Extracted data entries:
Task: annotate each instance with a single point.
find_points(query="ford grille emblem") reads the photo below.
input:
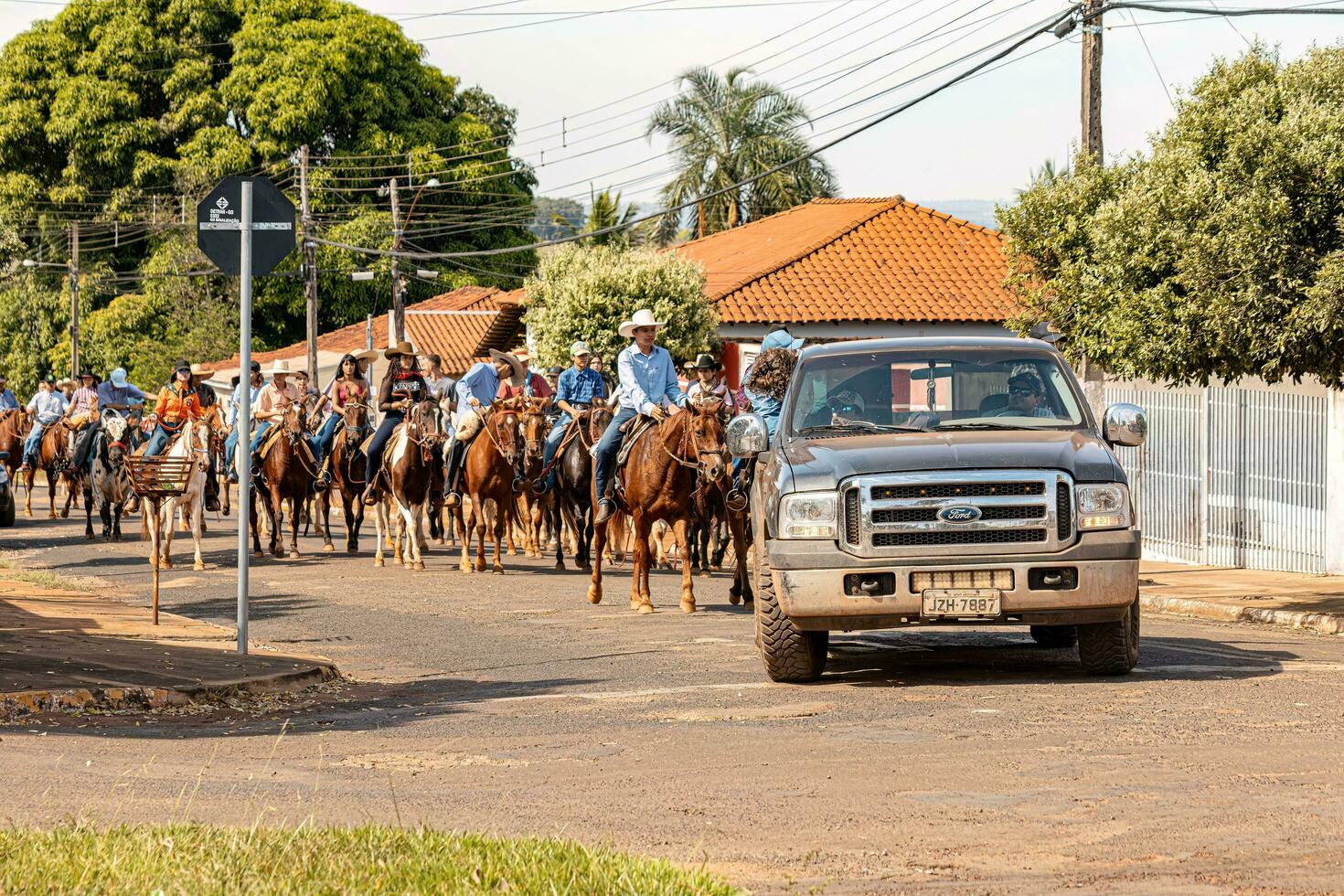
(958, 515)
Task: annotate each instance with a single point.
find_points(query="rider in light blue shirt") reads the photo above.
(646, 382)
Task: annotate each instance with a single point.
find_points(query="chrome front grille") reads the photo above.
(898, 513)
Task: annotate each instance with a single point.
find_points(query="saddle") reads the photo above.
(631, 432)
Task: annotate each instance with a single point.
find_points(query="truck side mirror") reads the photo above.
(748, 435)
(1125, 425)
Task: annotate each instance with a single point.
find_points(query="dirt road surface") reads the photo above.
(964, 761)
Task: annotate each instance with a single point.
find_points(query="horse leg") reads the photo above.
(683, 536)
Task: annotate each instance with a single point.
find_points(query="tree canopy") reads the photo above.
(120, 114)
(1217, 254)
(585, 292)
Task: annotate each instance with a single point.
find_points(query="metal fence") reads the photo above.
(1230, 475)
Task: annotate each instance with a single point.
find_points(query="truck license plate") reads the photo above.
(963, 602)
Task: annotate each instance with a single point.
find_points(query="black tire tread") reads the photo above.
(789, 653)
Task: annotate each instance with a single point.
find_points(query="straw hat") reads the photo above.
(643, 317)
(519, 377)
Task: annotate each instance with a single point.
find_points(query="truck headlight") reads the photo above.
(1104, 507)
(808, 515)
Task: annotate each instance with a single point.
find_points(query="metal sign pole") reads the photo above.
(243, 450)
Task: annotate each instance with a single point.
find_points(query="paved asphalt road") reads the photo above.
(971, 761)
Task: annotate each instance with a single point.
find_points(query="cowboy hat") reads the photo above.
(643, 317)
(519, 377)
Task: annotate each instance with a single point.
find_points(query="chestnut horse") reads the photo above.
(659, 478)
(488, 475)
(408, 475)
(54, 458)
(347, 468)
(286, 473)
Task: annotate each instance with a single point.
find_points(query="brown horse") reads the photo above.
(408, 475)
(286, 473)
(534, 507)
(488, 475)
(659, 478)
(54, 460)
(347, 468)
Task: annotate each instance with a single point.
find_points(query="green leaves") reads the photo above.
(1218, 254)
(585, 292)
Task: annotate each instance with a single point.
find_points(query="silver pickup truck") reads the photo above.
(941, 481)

* * *

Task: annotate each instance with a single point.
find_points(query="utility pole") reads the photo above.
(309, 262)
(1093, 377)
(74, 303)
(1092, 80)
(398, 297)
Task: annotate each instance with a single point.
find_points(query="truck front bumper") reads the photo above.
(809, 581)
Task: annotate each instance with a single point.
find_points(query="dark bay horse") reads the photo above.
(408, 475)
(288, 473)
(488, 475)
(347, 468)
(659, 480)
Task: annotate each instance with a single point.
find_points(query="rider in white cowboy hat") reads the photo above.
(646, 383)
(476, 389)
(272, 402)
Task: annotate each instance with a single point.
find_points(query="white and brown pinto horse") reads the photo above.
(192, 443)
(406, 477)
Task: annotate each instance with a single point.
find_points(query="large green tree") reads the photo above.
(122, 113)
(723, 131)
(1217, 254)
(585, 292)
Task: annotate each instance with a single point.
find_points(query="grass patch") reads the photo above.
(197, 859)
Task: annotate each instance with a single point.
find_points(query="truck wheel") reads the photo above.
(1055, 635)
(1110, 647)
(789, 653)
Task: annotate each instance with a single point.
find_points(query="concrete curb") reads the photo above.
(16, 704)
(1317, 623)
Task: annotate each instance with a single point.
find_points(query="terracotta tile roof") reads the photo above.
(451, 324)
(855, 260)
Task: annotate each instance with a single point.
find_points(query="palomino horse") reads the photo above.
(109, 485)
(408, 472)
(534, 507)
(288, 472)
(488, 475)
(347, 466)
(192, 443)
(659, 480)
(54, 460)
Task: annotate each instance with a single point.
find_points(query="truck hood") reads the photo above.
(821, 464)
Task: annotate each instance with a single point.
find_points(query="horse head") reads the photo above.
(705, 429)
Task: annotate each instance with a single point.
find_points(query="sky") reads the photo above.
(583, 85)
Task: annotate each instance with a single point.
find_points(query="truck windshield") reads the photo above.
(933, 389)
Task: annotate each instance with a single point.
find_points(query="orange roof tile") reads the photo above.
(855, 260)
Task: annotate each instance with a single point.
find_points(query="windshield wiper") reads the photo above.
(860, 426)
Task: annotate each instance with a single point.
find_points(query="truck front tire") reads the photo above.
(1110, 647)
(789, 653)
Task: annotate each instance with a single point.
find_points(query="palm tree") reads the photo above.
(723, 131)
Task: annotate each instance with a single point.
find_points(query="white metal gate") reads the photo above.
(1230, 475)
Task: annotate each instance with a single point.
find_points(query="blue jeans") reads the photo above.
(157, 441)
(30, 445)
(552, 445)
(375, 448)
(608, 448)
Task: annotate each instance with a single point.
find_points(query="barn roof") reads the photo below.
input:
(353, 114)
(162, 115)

→ Given task
List every line of the material above that contains the string "tree", copying each one in full. Treat uppercase and lowercase letters as different.

→ Expected answer
find_points(query="tree canopy") reads the photo above.
find_points(query="large green tree") reads the photo above.
find_points(query="palm tree") reads the photo above.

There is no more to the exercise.